**Page extract:**

But in some cases the network’s performance actually worsens, particularly when the images collected for training as well as testing and actual application are collected in a very specific way (e.g. let’s say the same camera collects images for both training and production purposes, therefore image quality and angle, for example, are always the same). In this case there is no need to worry about generalizing over these properties — overfitting to the characteristics of image collection method would actually be more beneficial. More generally, if the training data is relatively consistent, data augmentation techniques can hurt performance more than they improve it. Here is a more in-depth piece on the topic.
Remember that the ImageDataGenerator provides a straightforward and quick way to experiment with data augmentation — use it.
Training and evaluating the network
Next, we prepare for training. You can use Google Colab for this exercise. Google Colab is a free cloud service by Google that is based on Jupyter Notebooks and supports free GPU. This makes it possible for absolutely anybody to develop deep learning applications using popular libraries such as TensorFlow, Keras, and PyTorch. Here’s a great brief introduction.
Now that we’ve pre-processed and split our dataset, we are ready to implement our neural network. Our architecture consists of 3 convolution layers with 2 x 2 max-pooling, followed by a flattening layer and two fully connected layers. The final fully connected layer is a sigmoid layer since we have only two classes (ship, no ship).
Our pattern is:
CONV — POOL — CONV — POOL — CONV — POOL — FC — FC — SIGMOID
We start with 3 convolution/pooling layers, which essentially break down the images into features. The result of this process then feeds into two fully connected layers, which are responsible for the final classification decision. A flattening layer is placed between the last pooling layer and first fully connected layer to adjust for dimensionality. The first fully connected layer takes inputs from the feature analysis and applies weights to predict the correct class; the second one provides final probabilities for each class.

**List of tasks:**
1 – In the neural network excerpt, what kind of layer is the final fully connected layer?
2 – List the deep learning libraries that the neural network excerpt names.
You will not need the lines in the records.

**Records from a data collection:**
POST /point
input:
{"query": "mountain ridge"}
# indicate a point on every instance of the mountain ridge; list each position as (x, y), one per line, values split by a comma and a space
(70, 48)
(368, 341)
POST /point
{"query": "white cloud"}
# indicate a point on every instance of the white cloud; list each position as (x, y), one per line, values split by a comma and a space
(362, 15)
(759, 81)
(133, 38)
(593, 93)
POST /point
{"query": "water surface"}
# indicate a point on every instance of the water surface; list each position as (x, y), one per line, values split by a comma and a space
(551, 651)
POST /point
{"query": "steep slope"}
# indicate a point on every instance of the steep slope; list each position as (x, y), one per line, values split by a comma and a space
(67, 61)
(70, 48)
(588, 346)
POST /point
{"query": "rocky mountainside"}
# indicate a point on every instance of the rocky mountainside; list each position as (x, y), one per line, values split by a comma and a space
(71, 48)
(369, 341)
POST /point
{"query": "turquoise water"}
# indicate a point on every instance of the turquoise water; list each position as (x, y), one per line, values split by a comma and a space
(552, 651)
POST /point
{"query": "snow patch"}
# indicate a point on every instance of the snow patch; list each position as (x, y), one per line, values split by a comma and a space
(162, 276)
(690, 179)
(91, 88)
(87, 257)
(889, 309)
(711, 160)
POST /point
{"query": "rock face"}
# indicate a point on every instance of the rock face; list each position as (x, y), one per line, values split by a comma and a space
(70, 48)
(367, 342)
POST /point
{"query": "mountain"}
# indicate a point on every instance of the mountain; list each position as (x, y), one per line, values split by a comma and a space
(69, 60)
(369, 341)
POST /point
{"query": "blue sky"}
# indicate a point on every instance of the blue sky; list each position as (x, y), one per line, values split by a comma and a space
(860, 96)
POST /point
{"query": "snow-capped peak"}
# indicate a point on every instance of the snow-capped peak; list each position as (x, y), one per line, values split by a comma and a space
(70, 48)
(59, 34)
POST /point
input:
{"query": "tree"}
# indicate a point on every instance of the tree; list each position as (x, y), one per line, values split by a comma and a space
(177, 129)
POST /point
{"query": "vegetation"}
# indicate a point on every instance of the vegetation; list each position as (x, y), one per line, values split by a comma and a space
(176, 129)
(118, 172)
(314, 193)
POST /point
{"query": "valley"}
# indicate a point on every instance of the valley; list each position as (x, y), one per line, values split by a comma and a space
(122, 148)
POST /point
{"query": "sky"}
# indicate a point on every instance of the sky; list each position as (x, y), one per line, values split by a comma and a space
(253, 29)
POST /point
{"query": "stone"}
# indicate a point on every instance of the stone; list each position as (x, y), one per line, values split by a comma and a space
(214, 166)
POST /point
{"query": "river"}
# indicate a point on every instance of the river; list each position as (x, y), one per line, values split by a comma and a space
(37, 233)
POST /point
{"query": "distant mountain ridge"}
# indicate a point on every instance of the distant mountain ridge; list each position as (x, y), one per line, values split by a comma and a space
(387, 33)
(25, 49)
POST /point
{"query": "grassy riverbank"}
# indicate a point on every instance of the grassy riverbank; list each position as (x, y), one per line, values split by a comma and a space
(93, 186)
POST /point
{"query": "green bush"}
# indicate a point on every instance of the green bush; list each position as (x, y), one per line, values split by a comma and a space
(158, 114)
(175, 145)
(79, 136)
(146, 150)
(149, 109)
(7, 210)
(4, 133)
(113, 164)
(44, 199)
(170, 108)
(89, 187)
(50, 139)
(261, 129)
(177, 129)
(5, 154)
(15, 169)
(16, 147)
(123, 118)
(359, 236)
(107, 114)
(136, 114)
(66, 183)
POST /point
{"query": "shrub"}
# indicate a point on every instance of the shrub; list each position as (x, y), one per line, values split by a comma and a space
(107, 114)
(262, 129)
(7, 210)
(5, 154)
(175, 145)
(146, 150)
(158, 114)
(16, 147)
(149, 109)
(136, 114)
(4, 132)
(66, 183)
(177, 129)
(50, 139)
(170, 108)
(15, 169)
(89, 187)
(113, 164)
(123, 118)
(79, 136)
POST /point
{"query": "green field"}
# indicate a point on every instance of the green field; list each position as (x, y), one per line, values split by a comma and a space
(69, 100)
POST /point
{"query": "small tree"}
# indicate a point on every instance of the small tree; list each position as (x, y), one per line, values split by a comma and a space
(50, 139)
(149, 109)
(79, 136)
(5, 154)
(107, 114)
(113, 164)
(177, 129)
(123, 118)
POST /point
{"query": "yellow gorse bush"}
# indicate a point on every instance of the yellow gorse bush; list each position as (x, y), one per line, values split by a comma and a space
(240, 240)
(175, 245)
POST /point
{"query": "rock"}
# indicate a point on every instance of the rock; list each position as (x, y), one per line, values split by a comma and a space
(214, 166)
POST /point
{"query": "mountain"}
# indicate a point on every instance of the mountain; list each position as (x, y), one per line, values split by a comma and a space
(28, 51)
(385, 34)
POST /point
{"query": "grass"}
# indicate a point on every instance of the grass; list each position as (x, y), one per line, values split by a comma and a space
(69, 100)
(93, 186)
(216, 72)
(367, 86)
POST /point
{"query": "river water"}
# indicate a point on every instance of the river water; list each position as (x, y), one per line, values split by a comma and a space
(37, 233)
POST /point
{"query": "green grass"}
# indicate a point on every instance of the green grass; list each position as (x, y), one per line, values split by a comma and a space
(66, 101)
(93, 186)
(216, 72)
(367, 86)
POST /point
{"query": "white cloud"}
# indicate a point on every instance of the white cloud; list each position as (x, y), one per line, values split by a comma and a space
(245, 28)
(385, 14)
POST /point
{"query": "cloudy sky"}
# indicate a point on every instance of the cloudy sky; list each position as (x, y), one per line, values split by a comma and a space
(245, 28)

--

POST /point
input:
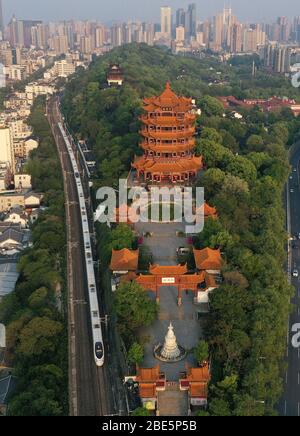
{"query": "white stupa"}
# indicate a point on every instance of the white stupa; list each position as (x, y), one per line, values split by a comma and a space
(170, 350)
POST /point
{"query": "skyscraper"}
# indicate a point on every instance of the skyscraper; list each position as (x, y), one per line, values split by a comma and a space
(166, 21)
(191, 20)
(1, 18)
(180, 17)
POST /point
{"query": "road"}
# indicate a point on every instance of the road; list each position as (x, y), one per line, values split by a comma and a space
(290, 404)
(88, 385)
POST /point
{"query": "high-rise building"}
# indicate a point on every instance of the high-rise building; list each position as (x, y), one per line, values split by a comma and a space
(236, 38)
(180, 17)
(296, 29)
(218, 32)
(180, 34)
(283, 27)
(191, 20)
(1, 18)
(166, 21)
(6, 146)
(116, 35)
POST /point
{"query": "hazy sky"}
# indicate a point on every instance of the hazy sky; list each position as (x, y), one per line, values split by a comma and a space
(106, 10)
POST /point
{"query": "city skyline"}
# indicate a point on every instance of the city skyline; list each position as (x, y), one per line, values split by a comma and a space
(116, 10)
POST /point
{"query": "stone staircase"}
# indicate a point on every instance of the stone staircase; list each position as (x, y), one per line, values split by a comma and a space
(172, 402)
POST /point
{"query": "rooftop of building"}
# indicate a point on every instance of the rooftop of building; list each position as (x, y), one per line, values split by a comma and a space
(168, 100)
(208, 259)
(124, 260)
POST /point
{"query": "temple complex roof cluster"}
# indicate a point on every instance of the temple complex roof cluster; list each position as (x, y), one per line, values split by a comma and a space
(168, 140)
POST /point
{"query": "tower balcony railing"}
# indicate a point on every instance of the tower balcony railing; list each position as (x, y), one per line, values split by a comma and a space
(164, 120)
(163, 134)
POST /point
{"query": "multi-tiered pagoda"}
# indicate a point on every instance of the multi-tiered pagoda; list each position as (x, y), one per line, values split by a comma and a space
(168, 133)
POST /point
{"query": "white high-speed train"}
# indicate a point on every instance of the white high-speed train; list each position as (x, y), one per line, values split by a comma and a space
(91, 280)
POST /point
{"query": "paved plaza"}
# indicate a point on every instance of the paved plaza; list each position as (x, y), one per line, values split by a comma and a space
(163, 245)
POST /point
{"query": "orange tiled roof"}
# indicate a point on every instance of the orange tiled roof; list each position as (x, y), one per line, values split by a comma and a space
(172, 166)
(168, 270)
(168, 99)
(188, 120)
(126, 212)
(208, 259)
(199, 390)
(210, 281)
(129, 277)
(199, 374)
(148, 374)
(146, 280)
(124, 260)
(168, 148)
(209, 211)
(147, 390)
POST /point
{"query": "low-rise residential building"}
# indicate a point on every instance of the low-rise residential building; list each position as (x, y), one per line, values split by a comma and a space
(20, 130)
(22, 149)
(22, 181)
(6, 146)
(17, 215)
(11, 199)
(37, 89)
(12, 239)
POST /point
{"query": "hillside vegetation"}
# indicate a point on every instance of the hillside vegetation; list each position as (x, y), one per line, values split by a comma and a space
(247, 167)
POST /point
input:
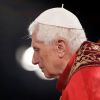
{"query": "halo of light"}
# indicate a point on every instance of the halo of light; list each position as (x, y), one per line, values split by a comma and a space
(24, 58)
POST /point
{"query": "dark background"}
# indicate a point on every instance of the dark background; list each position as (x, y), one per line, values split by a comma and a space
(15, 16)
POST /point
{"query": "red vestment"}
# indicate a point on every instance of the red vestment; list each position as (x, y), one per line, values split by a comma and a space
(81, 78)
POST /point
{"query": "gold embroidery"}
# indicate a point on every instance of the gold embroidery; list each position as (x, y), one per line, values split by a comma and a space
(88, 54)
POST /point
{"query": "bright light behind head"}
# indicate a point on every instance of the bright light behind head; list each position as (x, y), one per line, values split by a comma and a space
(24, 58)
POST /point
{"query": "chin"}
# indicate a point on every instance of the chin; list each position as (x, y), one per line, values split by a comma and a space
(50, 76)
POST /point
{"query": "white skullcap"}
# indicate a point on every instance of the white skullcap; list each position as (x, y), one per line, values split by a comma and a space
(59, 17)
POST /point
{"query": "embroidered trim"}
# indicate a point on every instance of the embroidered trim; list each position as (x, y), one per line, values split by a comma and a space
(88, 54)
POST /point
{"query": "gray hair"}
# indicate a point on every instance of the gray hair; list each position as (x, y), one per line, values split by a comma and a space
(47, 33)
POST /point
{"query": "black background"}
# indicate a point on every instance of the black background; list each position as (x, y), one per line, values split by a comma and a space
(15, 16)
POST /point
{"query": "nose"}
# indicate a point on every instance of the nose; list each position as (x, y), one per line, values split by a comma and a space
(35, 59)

--

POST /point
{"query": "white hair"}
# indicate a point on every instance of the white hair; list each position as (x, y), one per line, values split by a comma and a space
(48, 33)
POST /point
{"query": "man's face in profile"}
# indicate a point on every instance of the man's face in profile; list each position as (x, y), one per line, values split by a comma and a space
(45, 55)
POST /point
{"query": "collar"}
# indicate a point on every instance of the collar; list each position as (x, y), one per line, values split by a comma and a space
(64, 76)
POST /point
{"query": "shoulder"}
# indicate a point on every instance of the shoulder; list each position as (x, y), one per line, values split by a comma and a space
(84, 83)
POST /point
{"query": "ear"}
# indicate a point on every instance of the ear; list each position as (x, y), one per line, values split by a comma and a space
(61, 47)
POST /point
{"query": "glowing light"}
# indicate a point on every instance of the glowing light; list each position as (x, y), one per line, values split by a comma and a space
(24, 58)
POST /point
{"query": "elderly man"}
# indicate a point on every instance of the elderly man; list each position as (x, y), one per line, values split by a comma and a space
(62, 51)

**Solved problems:**
1 – It is a sigmoid layer.

2 – TensorFlow, Keras, PyTorch